Em meio à crise nacional, o PSDB conseguiu reter duas cidadelas importantes que lhe dão ainda uma capacidade protagônica em relação às forças que se opõem ao governo Lula: o governo de São Paulo e o de Minas. O PFL, de fato, sofreu duríssimas derrotas políticas em 2006, perdendo inclusive sua base histórica na Bahia. Serra e Aécio aparecem, assim, como duas lideranças, dois lugares e duas plataformas em busca de um caminho ao governo central do país em 2010.

O caminho de Serra

Articulado com a liderança política e intelectual de Fernando Henrique Cardoso, o caminho de Serra parece combinar o antipetismo, a priorização das alianças na centro-direita, o controle da máquina diretiva nacional do PSDB, a reafirmação do favoritismo de sua candidatura em função de sua prévia nacionalização em disputas anteriores e a ambigüidade de um discurso liberal-desenvolvimentista.

Lista de registros =>
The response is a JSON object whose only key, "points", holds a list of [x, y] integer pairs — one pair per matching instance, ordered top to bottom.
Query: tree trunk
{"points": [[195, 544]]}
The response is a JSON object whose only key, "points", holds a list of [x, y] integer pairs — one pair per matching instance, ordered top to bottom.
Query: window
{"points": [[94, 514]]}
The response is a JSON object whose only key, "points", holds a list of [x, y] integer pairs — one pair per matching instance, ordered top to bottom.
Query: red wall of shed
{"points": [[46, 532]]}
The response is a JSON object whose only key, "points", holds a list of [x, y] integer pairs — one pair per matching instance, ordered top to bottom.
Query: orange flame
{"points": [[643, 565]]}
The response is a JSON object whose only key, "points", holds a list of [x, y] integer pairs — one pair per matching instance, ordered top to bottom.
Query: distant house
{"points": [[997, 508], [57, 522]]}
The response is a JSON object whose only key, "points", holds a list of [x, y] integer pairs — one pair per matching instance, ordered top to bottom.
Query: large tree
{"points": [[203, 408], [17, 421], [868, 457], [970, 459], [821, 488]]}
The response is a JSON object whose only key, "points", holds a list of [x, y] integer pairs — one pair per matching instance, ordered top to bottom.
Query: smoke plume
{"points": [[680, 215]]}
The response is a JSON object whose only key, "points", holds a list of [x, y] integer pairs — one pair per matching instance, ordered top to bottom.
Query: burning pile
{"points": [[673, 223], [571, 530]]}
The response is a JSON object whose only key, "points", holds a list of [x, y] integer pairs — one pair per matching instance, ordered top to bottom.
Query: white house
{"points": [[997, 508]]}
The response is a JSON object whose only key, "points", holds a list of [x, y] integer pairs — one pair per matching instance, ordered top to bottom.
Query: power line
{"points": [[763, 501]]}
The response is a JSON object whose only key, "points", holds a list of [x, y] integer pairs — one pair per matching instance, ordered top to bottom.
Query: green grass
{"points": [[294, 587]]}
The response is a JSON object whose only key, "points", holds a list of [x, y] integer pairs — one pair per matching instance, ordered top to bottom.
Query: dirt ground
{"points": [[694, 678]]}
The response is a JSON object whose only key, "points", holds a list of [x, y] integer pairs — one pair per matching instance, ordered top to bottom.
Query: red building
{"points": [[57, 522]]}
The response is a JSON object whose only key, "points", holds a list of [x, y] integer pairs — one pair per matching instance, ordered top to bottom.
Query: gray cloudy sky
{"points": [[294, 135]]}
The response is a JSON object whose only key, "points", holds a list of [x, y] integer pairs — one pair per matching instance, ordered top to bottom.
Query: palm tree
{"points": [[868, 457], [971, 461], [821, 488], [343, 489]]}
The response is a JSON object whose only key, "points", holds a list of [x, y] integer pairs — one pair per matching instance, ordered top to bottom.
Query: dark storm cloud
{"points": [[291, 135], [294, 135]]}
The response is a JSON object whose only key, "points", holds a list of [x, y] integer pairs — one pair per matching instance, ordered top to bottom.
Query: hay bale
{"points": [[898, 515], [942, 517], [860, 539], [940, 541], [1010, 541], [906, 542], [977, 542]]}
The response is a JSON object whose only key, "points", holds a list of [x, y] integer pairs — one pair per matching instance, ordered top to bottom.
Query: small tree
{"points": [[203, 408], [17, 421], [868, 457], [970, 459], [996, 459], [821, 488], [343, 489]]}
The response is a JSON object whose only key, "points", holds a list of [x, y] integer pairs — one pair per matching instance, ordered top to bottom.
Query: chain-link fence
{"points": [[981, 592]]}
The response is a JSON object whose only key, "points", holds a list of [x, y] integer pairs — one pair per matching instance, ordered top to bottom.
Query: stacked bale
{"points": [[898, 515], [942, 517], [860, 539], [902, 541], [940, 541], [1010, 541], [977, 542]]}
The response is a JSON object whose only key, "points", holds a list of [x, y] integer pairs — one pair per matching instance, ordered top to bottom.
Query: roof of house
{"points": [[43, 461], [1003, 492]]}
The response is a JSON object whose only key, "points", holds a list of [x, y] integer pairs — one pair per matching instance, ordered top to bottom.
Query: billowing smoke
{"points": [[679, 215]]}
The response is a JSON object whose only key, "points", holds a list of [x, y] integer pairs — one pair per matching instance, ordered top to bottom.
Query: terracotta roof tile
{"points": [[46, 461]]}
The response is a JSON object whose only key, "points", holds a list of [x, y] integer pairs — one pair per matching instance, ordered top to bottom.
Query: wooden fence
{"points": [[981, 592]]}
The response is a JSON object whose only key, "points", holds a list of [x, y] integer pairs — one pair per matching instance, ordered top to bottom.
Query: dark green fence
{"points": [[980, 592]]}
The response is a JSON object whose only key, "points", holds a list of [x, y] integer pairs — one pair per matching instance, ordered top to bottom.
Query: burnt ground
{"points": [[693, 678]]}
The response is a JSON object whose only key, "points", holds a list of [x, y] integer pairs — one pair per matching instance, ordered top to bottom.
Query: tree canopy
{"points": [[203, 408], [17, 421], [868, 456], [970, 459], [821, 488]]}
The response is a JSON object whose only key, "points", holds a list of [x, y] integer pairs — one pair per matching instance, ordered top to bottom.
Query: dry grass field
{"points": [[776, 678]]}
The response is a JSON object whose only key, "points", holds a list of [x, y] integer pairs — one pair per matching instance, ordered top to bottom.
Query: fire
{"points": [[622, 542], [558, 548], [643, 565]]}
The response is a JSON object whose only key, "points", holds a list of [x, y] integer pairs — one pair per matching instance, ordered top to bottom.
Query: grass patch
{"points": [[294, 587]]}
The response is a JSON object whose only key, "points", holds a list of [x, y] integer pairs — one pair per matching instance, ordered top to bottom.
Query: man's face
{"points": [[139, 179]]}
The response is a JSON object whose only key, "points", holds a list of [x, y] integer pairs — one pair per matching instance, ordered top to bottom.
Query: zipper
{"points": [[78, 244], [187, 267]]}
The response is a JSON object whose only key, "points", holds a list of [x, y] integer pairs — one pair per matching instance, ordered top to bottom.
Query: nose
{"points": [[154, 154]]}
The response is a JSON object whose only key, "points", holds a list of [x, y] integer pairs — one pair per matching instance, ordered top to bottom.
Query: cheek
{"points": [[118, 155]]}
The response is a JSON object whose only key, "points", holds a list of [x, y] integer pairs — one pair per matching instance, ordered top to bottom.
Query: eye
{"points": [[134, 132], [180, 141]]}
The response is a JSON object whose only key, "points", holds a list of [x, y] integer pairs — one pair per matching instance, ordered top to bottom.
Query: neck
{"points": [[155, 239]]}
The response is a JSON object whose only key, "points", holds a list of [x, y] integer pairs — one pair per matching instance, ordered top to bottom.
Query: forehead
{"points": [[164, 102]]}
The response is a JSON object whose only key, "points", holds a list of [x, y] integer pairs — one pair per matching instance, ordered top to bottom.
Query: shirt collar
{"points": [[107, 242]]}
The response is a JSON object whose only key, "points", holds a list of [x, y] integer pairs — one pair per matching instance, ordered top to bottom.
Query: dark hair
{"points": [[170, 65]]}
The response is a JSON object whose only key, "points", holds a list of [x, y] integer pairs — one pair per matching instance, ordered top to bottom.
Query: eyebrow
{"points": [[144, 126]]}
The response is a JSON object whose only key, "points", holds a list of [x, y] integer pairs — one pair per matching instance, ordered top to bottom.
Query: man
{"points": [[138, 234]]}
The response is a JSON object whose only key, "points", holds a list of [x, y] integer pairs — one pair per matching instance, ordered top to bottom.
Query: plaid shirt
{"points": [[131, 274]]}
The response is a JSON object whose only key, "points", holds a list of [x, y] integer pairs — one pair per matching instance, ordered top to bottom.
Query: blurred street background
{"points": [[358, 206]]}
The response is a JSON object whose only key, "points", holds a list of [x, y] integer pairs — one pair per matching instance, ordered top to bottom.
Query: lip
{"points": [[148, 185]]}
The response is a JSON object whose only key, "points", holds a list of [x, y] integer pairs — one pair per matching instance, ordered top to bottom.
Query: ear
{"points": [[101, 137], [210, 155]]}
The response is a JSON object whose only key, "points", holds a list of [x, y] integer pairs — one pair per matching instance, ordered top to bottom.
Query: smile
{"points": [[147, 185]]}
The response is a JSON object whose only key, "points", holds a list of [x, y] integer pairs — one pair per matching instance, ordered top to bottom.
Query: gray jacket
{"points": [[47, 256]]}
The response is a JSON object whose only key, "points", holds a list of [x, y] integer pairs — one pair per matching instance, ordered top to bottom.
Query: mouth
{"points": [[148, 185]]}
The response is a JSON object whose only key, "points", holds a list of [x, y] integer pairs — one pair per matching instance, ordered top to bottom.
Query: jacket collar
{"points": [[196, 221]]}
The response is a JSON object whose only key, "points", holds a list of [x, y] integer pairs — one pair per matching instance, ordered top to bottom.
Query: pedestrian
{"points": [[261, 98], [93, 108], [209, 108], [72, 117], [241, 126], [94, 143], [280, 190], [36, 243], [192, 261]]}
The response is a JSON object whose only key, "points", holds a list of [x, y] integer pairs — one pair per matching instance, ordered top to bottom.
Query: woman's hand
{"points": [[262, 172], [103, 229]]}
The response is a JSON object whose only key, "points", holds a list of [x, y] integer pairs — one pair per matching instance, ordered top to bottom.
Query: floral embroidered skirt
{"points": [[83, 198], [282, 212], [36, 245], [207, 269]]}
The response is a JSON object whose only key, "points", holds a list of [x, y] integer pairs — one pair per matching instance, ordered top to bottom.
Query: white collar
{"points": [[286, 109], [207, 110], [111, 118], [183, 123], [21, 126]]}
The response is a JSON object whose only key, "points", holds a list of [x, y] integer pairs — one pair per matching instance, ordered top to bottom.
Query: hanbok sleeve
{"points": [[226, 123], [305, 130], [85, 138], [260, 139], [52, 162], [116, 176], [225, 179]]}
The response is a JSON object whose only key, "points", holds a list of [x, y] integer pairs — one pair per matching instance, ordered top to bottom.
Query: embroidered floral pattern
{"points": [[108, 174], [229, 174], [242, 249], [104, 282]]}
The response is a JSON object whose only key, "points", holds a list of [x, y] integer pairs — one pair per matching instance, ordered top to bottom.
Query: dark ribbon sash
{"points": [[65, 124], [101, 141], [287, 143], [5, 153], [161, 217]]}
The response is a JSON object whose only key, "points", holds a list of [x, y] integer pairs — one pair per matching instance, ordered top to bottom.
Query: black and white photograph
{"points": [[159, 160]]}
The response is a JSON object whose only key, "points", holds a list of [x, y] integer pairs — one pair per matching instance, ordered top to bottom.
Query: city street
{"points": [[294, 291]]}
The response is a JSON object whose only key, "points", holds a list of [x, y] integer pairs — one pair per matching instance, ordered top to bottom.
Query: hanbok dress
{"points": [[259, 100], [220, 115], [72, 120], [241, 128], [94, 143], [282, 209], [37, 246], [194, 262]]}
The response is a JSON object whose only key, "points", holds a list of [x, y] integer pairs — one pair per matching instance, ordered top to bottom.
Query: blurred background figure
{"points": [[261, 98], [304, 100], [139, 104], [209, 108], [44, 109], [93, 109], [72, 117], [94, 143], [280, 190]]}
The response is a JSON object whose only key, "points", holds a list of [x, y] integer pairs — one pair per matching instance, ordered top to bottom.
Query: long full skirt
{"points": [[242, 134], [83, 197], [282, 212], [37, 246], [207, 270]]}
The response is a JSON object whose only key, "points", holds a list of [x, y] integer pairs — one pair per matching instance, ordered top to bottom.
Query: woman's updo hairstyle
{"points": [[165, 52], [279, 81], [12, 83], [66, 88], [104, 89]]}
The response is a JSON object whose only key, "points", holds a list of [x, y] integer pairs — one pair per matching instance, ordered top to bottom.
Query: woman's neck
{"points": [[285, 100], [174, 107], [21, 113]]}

Instruções =>
1/ Responda com base no trecho sobre o PSDB:
(a) Quais dois governos estaduais o PSDB conseguiu reter?
(b) Em que estado o PFL perdeu sua base histórica em 2006?
(c) A liderança política e intelectual de quem está articulada ao caminho de Serra?
2/ Copie do trecho sobre o PSDB, sem nenhuma alteração, a parte que começa com as palavras que contêm "Articulado com a" e termina com "um discurso liberal-desenvolvimentista.".

Respostas por tarefa =>
1/
(a) O governo de São Paulo e o de Minas.
(b) Na Bahia.
(c) De Fernando Henrique Cardoso.

2/
Articulado com a liderança política e intelectual de Fernando Henrique Cardoso, o caminho de Serra parece combinar o antipetismo, a priorização das alianças na centro-direita, o controle da máquina diretiva nacional do PSDB, a reafirmação do favoritismo de sua candidatura em função de sua prévia nacionalização em disputas anteriores e a ambigüidade de um discurso liberal-desenvolvimentista.